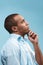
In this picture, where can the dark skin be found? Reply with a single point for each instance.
(22, 28)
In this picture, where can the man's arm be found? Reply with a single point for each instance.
(34, 39)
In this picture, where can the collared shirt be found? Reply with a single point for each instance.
(17, 51)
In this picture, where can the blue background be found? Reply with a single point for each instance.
(32, 10)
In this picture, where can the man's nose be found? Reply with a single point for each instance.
(26, 23)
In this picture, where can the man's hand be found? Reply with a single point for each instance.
(33, 37)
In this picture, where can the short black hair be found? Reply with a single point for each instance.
(9, 22)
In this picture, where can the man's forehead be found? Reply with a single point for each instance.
(18, 18)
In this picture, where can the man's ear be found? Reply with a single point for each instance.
(14, 28)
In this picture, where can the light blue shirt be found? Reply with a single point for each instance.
(17, 51)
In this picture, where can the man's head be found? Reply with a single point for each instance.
(15, 23)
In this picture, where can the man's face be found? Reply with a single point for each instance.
(22, 24)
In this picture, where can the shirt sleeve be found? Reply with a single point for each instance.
(10, 58)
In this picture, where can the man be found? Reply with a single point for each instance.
(17, 50)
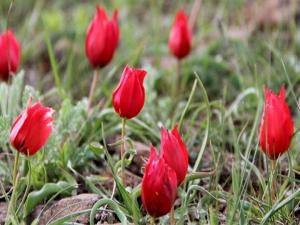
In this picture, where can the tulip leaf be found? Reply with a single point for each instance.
(97, 148)
(36, 197)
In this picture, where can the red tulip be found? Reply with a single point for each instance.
(276, 129)
(129, 96)
(10, 52)
(102, 38)
(159, 186)
(180, 36)
(174, 152)
(31, 128)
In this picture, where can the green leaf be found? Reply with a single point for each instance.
(36, 197)
(279, 205)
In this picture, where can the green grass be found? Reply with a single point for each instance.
(219, 120)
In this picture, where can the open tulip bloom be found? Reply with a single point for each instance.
(174, 152)
(180, 36)
(277, 127)
(164, 173)
(102, 38)
(32, 128)
(101, 41)
(129, 96)
(10, 54)
(159, 186)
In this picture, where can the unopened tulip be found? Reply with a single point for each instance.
(129, 96)
(10, 52)
(174, 152)
(31, 129)
(276, 129)
(159, 186)
(180, 37)
(102, 38)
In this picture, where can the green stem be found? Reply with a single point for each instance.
(92, 89)
(12, 202)
(176, 84)
(273, 187)
(172, 217)
(123, 150)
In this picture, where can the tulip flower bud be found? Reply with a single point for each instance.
(180, 36)
(102, 38)
(159, 186)
(174, 152)
(129, 96)
(32, 128)
(276, 128)
(10, 52)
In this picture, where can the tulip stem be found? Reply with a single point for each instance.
(12, 202)
(176, 84)
(172, 217)
(92, 89)
(273, 187)
(123, 149)
(178, 70)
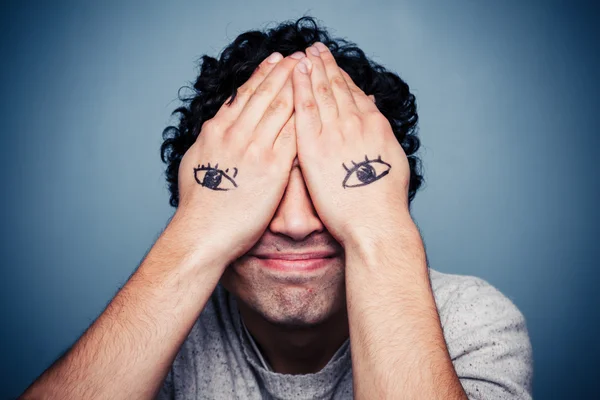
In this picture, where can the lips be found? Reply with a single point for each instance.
(296, 256)
(304, 262)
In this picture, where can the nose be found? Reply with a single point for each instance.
(296, 216)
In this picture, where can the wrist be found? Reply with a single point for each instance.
(397, 241)
(186, 238)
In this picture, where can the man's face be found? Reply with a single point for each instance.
(307, 293)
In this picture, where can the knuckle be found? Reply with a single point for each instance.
(323, 89)
(338, 81)
(308, 105)
(278, 105)
(244, 91)
(265, 89)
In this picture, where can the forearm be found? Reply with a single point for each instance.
(127, 352)
(398, 347)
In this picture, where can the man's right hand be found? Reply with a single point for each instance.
(233, 177)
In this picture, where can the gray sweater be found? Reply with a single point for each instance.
(485, 333)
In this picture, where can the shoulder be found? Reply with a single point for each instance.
(470, 300)
(486, 335)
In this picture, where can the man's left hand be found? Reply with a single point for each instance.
(355, 170)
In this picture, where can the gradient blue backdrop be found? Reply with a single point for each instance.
(508, 100)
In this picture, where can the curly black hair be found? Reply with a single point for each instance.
(219, 79)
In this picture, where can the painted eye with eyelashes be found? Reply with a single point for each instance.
(214, 178)
(365, 172)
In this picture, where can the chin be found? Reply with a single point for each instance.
(288, 299)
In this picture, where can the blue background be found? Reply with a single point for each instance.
(508, 102)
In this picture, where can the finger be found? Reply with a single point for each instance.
(341, 91)
(308, 118)
(230, 111)
(276, 116)
(364, 103)
(285, 143)
(321, 88)
(264, 95)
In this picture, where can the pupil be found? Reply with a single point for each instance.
(212, 179)
(366, 173)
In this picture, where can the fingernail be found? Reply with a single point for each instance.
(275, 57)
(304, 65)
(313, 51)
(298, 55)
(322, 48)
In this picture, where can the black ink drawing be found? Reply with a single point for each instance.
(213, 177)
(365, 172)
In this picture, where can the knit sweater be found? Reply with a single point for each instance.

DIRECTIVE
Copy out every line of the records above word for word, leaving out the pictures.

FINAL RESULT
In this picture, where can the dark skin be found? Reply with a single point for each instance.
(22, 28)
In this picture, where can the man's arm be found? Reply with a single point for each instance.
(34, 39)
In this picture, where can the collared shirt be found? Reply with a single point for each instance.
(17, 51)
In this picture, where can the blue background be found? Reply with a single point for each instance.
(32, 10)
In this picture, where can the man's nose be found? Reply with a single point for each instance.
(26, 23)
In this picture, where can the man's hand be found? Reply with a single point for each instance.
(33, 37)
In this picture, where can the short black hair be found? Reply with a single point for each instance.
(9, 22)
In this picture, where can the man's forehead be found? Reply with a single point for each instance.
(18, 18)
In this picture, where can the man's ear be found? Reply with a single point for each instance.
(14, 28)
In this picture, where can the light blue shirt be found? Reply with a single point for each instance.
(17, 51)
In this picture, where can the man's head be found? Reply with a single point for each instance.
(15, 23)
In this picture, where can the man's face be found? Reply with a single point for each instance.
(22, 24)
In this picture, where can the shirt sleeve be found? Reply with a single point for each instance.
(10, 58)
In this picture, where can the man be found? Reply with a single point for each instance.
(17, 50)
In this picture, where can the tulip leaf be found? Reply with a single point for each instance.
(97, 148)
(36, 197)
In this picture, where can the red tulip be found? Reply with a single point for each instance.
(276, 129)
(129, 96)
(10, 52)
(102, 38)
(159, 186)
(180, 36)
(174, 152)
(31, 128)
In this picture, where can the green leaf be found? Reply with a single point for each instance.
(36, 197)
(279, 205)
In this picture, where can the green grass be found? Reply with a single point for each instance.
(219, 120)
In this picture, where can the open tulip bloom be found? Reply with a single point for each instance.
(174, 152)
(180, 36)
(277, 127)
(164, 173)
(102, 38)
(32, 128)
(101, 41)
(129, 96)
(10, 54)
(159, 186)
In this picture, where can the unopened tulip be found? Reply with a single point for each instance.
(129, 96)
(10, 52)
(174, 152)
(31, 129)
(276, 129)
(159, 186)
(180, 37)
(102, 38)
In this picture, where can the green stem be found? Reply with a single point for each instance.
(92, 89)
(12, 202)
(176, 84)
(273, 187)
(172, 217)
(123, 150)
In this picture, where can the tulip flower bud be found? Reply with a single point for each instance.
(180, 36)
(102, 38)
(159, 186)
(174, 152)
(129, 96)
(32, 128)
(276, 128)
(10, 52)
In this picture, where can the tulip stem be found? Reply with a single point for each instance.
(12, 202)
(176, 84)
(172, 217)
(92, 89)
(273, 187)
(123, 149)
(178, 70)
In this picture, where can the lips be found? Reply with a single point for each instance.
(296, 256)
(304, 262)
In this picture, where can the nose be found? Reply with a single point for each instance.
(296, 216)
In this picture, where can the wrist be found? Reply with a single point for each instance.
(397, 241)
(186, 238)
In this picture, where can the man's face be found? Reply with a single point for each instance.
(307, 293)
In this picture, where can the knuckle be found? Reply with a single point for each instance.
(323, 89)
(338, 81)
(308, 105)
(278, 105)
(244, 91)
(265, 89)
In this picture, where can the forearm be found? Reply with a single point for each instance.
(127, 352)
(398, 347)
In this picture, where can the man's right hand be found? Reply with a single point for each instance.
(233, 177)
In this picture, where can the gray sweater be found? Reply with a single point for each instance.
(485, 333)
In this picture, where can the shoulder be found? Reply with a single point for each instance.
(470, 300)
(486, 335)
In this picture, where can the man's left hand be found? Reply with a single point for each instance.
(355, 170)
In this picture, where can the gradient blue backdrop be found? Reply with a single point for each instance.
(508, 100)
In this picture, where can the curly black hair be found? Reply with a single point for each instance.
(219, 79)
In this picture, where can the painted eye with eyelashes be found? Reply with a single point for each instance.
(214, 178)
(365, 172)
In this picture, where can the chin be found? Reply with a single point for each instance.
(288, 299)
In this picture, where can the blue background be found? Reply with a single point for each instance.
(508, 102)
In this picture, where can the finger be found? Reply with a single point for each instance.
(341, 91)
(308, 118)
(230, 111)
(276, 116)
(364, 103)
(285, 143)
(321, 88)
(264, 95)
In this picture, where can the pupil be found? Reply with a single point for each instance.
(212, 179)
(366, 173)
In this picture, where can the fingernail be found? Reply with a single point for each instance.
(275, 57)
(304, 65)
(313, 51)
(298, 55)
(322, 48)
In this picture, where can the black ink drawing be found? Reply with a single point for each instance.
(213, 177)
(365, 172)
In this picture, where can the knit sweater be found? Reply with a single point for each instance.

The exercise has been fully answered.